QUOTED TEXT:
— Start —
1. The application is in time.

2. The Judge has arguably made irrational findings in relation to the Appellant’s ability to speak English and whether he can be adequately supported and accommodated.

3. In relation to the ability to speak English, the Judge fails to mention that the Appellant gave evidence in English during the Hearing and the weight or otherwise he placed on that factor in reaching his conclusion that the evidence does not establish that the Appellant can speak English.

4. In relation to adequate support and accommodation, the Judge’s findings are arguable contradictory and/ or unclear. At paragraph 32(iv) on the one hand the Judge finds that the evidence does establish that the Appellant can be adequately supported and accommodated in the United Kingdom. In the same subparagraph the Judge goes on to note that he has seen no adequate documentary evidence that he can (be adequately supported and accommodated).

5. I find that these arguable errors are material as they may affect the proportionality balancing exercise which was carried out by the Judge.

6. The other grounds whilst less cogent remain arguable”.

  1. The Respondent filed a rule 24 response opposing the grounds of appeal and asserting that: the Judge’s approach was correct, he was entitled to make the findings that he did and some of the grounds amount to mere disagreement.

The Hearing

  1. The matter came before me for hearing on 24 October 2023 at Field House.

  2. Ms Ahmed attended for the Respondent and Mr Stedman attended for the Appellant.

  3. Mr Stedman sought to raise a point not made explicit in the grounds, namely that there was a failure on the part of the Judge to consider family life, despite family life been raised in paragraphs 17 and 20 of the grounds of appeal before him. Mr Stedman said the Judge’s findings are all confined to a consideration of private life and there is no clear finding on whether family life in the UK exists. He said it was clear from the grounds and evidence before the Judge that this was a family life case because:

    1. the Appellant’s evidence was that his only family are in the UK, being a brother, aunt, uncles and cousins, and his parents are deceased;

    2. he has been living in is aunt’s household for 12 years; and

    3. they have been supporting him financially.

  4. Mr Stedman said the Judge was aware of the issue which is shown by his description of the oral evidence at [11] of the decision. He said it is a “Robinson obvious” point as any judge picking up this case and scanning it would say it is a family/private life case due to the weight of the evidence; it appears the Judge found article 8 is engaged but only in relation to private life and he does not go on to assess family life in terms of proportionality; this is an error which is material to the outcome.
— End —
[Extracted data entries]
— Start —
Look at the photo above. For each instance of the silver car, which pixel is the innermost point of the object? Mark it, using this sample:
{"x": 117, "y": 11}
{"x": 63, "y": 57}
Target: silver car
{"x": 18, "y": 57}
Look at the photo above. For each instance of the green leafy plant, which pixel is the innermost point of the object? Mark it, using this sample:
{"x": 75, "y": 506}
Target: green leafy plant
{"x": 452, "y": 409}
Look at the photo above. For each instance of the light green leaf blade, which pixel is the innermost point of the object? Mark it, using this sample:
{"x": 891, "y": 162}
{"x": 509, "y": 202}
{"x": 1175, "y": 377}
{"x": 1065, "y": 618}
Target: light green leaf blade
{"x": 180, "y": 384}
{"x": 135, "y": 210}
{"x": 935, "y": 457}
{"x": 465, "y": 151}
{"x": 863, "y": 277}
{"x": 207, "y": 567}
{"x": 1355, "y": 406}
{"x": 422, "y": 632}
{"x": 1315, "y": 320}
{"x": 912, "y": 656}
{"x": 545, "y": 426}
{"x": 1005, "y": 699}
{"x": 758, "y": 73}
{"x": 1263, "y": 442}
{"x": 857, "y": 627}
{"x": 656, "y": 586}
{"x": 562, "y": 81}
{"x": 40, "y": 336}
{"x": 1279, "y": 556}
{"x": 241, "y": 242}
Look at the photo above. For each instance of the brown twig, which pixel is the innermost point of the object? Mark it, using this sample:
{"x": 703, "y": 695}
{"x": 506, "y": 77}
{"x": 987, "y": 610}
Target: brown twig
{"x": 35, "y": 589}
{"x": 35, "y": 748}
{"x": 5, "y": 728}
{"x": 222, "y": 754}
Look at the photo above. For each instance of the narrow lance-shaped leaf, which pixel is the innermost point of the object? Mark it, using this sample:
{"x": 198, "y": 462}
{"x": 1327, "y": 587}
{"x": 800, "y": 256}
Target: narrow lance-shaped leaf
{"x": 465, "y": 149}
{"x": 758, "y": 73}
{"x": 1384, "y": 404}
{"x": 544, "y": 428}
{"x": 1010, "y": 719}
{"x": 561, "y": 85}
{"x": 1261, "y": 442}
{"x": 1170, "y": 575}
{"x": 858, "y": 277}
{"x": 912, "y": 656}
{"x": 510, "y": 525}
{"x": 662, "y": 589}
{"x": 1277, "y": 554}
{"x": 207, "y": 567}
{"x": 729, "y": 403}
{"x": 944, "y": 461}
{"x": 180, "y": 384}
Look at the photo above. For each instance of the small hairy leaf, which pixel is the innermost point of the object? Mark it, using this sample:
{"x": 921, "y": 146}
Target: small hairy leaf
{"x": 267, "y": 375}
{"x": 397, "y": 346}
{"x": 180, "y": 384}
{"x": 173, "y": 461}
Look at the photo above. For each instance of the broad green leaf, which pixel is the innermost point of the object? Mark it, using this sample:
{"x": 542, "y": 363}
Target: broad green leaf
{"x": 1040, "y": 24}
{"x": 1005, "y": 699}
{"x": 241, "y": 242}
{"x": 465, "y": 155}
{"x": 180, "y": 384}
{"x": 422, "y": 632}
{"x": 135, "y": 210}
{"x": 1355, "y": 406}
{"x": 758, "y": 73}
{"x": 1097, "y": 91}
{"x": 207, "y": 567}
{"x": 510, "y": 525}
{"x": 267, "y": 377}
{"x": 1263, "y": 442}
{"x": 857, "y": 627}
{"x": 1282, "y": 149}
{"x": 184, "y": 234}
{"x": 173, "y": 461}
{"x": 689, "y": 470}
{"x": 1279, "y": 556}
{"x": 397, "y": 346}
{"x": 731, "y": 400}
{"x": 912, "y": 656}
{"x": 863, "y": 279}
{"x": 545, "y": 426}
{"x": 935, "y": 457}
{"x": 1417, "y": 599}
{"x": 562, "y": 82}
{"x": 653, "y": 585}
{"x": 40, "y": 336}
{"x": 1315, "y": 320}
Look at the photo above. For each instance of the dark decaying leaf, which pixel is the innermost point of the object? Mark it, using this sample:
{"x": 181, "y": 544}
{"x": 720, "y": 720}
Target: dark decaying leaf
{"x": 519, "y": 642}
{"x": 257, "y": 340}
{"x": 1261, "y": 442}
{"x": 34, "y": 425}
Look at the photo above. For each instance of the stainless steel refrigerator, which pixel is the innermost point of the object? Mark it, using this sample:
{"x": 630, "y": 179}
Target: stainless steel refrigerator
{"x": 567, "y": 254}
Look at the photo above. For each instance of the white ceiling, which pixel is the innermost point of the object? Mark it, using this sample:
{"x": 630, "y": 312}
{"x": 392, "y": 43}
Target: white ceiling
— End —
THE EXERCISE:
For each statement, answer yes or no on whether it agrees with the appeal decision, and quote the exact words from the decision that settle it.
1. The hearing took place at Field House.
2. Ms Ahmed appeared for the Appellant.
3. The Respondent's rule 24 response supported the grounds of appeal.

CORRECT ANSWER:
1. Yes: "The matter came before me for hearing on 24 October 2023 at Field House."
2. No: "Ms Ahmed attended for the Respondent and Mr Stedman attended for the Appellant."
3. No: "The Respondent filed a rule 24 response opposing the grounds of appeal"